**TASK OBJECTIVE**
Exact copies of all the records are to be output.

(Saved entries)
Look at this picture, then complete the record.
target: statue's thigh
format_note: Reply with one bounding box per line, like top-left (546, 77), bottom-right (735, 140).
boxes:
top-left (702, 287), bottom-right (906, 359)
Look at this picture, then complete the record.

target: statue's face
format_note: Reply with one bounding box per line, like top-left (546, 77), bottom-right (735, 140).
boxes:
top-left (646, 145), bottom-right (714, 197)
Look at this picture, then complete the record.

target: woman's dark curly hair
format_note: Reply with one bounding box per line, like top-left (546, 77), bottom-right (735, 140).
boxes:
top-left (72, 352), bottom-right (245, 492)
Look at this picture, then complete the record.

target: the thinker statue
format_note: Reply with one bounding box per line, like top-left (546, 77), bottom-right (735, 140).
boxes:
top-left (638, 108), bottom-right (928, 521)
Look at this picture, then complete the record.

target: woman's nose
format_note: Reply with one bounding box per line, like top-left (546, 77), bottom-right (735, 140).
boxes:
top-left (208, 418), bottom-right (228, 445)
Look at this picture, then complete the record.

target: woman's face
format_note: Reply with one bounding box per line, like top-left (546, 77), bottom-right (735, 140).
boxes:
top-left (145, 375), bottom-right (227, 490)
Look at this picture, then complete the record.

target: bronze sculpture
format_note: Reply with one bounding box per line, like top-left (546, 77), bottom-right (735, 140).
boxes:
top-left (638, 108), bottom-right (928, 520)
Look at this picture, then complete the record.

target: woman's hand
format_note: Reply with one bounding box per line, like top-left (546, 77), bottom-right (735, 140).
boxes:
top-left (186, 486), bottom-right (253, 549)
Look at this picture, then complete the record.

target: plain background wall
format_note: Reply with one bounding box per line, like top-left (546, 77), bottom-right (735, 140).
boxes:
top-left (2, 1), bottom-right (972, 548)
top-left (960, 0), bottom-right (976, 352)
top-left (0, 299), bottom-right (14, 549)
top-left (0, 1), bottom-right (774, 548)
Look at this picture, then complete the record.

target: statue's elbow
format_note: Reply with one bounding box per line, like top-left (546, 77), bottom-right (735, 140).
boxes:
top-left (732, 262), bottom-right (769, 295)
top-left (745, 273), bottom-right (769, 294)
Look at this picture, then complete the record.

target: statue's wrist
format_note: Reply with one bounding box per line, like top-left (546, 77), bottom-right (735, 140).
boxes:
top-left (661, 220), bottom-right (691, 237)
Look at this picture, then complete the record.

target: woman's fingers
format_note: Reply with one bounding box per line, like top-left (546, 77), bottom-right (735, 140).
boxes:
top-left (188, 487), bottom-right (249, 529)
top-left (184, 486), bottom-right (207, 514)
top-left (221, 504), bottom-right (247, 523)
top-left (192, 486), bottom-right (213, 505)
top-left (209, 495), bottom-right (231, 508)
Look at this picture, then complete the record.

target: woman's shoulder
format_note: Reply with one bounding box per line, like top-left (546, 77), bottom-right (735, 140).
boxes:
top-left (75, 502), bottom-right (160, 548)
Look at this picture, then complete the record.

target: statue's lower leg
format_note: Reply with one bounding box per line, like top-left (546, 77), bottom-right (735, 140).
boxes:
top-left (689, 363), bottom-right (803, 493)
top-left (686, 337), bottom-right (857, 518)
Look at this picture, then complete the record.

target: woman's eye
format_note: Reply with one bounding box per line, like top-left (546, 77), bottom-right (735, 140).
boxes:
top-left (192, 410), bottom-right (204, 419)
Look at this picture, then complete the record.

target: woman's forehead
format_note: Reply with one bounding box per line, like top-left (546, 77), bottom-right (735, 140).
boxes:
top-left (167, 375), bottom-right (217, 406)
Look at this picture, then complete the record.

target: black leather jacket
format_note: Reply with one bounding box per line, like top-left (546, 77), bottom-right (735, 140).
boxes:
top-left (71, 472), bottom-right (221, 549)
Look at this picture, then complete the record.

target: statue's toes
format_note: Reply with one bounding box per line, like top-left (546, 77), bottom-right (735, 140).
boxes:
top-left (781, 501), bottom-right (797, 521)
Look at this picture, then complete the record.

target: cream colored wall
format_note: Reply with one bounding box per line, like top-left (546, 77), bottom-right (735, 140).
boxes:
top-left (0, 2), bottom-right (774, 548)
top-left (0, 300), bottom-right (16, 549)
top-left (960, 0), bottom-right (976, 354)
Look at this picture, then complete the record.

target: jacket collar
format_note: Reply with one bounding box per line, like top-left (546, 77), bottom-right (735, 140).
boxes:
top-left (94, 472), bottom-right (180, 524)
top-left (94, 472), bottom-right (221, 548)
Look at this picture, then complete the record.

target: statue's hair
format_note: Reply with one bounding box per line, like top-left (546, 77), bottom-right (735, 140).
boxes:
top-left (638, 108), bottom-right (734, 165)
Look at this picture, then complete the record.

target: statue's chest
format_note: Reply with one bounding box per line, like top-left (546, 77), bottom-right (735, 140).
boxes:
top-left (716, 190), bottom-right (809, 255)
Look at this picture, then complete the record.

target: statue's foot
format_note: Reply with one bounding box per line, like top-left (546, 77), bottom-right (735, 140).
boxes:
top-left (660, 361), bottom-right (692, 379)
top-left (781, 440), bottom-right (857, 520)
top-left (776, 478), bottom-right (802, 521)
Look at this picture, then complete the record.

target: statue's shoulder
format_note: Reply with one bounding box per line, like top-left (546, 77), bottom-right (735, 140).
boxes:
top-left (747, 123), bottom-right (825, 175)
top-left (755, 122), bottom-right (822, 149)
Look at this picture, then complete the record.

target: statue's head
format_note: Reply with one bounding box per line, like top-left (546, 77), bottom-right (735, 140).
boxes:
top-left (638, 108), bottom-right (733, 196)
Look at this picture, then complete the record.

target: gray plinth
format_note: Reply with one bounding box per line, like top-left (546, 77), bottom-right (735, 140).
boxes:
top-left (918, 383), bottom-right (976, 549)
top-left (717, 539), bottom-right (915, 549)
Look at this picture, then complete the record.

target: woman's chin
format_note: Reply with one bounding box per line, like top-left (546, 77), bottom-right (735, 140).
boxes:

**TASK RESPONSE**
Look at this picture, then complete the record.
target: statue's thigh
format_note: Reply with one bounding box per line, like top-left (546, 77), bottom-right (735, 140).
boxes:
top-left (702, 287), bottom-right (906, 359)
Look at this picture, then complete the record.

target: statue's face
format_note: Reply with one bounding box per line, like top-left (546, 77), bottom-right (735, 140).
boxes:
top-left (646, 145), bottom-right (714, 197)
Look at this picture, then complete the record.

target: woman's dark curly hair
format_note: Reply with one bounding box per line, like top-left (546, 77), bottom-right (735, 140).
boxes:
top-left (72, 352), bottom-right (245, 492)
Look at this picture, then complete the record.

target: the thinker statue
format_note: Reply with one bounding box per line, like top-left (546, 77), bottom-right (735, 140).
boxes:
top-left (638, 108), bottom-right (928, 521)
Look at this picture, then complete the record.

target: woman's nose
format_note: Reply with one bounding box per line, like top-left (546, 77), bottom-right (735, 140).
boxes:
top-left (208, 418), bottom-right (228, 445)
Look at this picture, then complete the record.

target: woman's face
format_note: Reply with one bounding box per line, like top-left (546, 77), bottom-right (735, 140).
boxes:
top-left (145, 375), bottom-right (227, 490)
Look at this picture, then complete the record.

target: bronze sculpture
format_note: Reply with one bounding box per line, like top-left (546, 77), bottom-right (735, 140).
boxes:
top-left (638, 108), bottom-right (928, 520)
Look at this picture, then complete the record.

target: woman's hand
format_note: Reply with one bounding box per line, like top-left (546, 77), bottom-right (735, 140).
boxes:
top-left (186, 486), bottom-right (253, 549)
Look at this picture, then complete the record.

target: plain background wall
format_note: Reply with one bounding box per line, like top-left (546, 77), bottom-right (735, 140).
boxes:
top-left (2, 1), bottom-right (972, 548)
top-left (960, 0), bottom-right (976, 352)
top-left (0, 299), bottom-right (14, 549)
top-left (0, 1), bottom-right (774, 548)
Look at this picture, then complete the record.

target: statue's elbow
format_note: Reply with one bounding box per line, like top-left (546, 77), bottom-right (735, 140).
boxes:
top-left (732, 262), bottom-right (769, 295)
top-left (745, 273), bottom-right (769, 294)
Look at this picture, then complete the record.

target: statue's wrist
format_note: Reply with one bounding box per line, like top-left (546, 77), bottom-right (735, 140).
boxes:
top-left (661, 220), bottom-right (691, 237)
Look at this picture, then complete the record.

target: woman's fingers
format_note: Reply with one bounding box per line, like top-left (546, 77), bottom-right (735, 140).
boxes:
top-left (188, 487), bottom-right (249, 529)
top-left (184, 486), bottom-right (207, 514)
top-left (221, 504), bottom-right (247, 523)
top-left (192, 486), bottom-right (213, 505)
top-left (209, 495), bottom-right (231, 508)
Look at this picture, then complete the record.

target: woman's shoulder
format_note: Reply with one bounding box per line, like top-left (546, 77), bottom-right (735, 140).
boxes:
top-left (75, 502), bottom-right (160, 548)
Look at this picture, then complete the record.

target: statue's lower leg
format_note: Reply with one bounding box per line, like top-left (546, 77), bottom-right (735, 140).
boxes:
top-left (689, 363), bottom-right (803, 493)
top-left (686, 337), bottom-right (857, 518)
Look at this picture, then complete the record.

target: woman's eye
format_note: Reply with one bounding box per line, like top-left (546, 77), bottom-right (735, 140).
boxes:
top-left (192, 410), bottom-right (204, 419)
Look at this picture, then complete the record.

target: woman's forehead
format_note: Reply with one bounding box per line, like top-left (546, 77), bottom-right (735, 140).
boxes:
top-left (167, 375), bottom-right (217, 406)
Look at this picture, then complete the record.

target: black leather jacket
format_note: Reply with one bounding box per line, like top-left (546, 77), bottom-right (735, 140).
boxes:
top-left (71, 472), bottom-right (221, 549)
Look at this picture, then complete the record.

target: statue's toes
format_note: Reply with one bounding box per line, like top-left (546, 77), bottom-right (735, 140).
boxes:
top-left (781, 501), bottom-right (797, 521)
Look at this picture, then complete the record.

target: cream colored wall
format_note: Reply with one bounding box per line, like top-left (546, 77), bottom-right (735, 140).
boxes:
top-left (0, 2), bottom-right (774, 548)
top-left (0, 300), bottom-right (16, 549)
top-left (960, 0), bottom-right (976, 354)
Look at this picture, then complete the record.

target: jacket collar
format_note: Reply with one bounding box per line, like top-left (546, 77), bottom-right (735, 140).
boxes:
top-left (94, 472), bottom-right (180, 524)
top-left (94, 472), bottom-right (221, 548)
Look at this picture, then complete the record.

target: statue's hair
format_note: Reply with one bounding box per line, like top-left (546, 77), bottom-right (735, 140).
boxes:
top-left (638, 108), bottom-right (734, 165)
Look at this picture, then complete the record.

target: statue's chest
format_note: Reply with one bounding box per line, like top-left (546, 77), bottom-right (735, 140).
boxes:
top-left (716, 190), bottom-right (809, 255)
Look at this picture, then complete the record.

target: statue's foot
format_note: Reply with one bounding box per line, like top-left (546, 77), bottom-right (735, 140).
boxes:
top-left (660, 361), bottom-right (692, 379)
top-left (781, 440), bottom-right (857, 520)
top-left (776, 478), bottom-right (802, 521)
Look at this picture, then complete the record.

target: statue's shoulder
format_note: Reply with one bounding box per line, like top-left (546, 77), bottom-right (735, 140).
boxes:
top-left (747, 123), bottom-right (825, 175)
top-left (755, 122), bottom-right (822, 149)
Look at this picture, then complete the record.

target: statue's head
format_note: Reply with one bounding box per line, like top-left (546, 77), bottom-right (735, 140).
boxes:
top-left (638, 108), bottom-right (733, 196)
Look at this picture, then complete the record.

target: gray plinth
format_note: Reply with one bounding box per line, like top-left (546, 77), bottom-right (735, 140).
boxes:
top-left (918, 383), bottom-right (976, 549)
top-left (717, 539), bottom-right (915, 549)
Look at this picture, then complete the record.

target: woman's chin
format_note: Reply with one bounding box per line, like top-left (546, 77), bottom-right (735, 140).
boxes:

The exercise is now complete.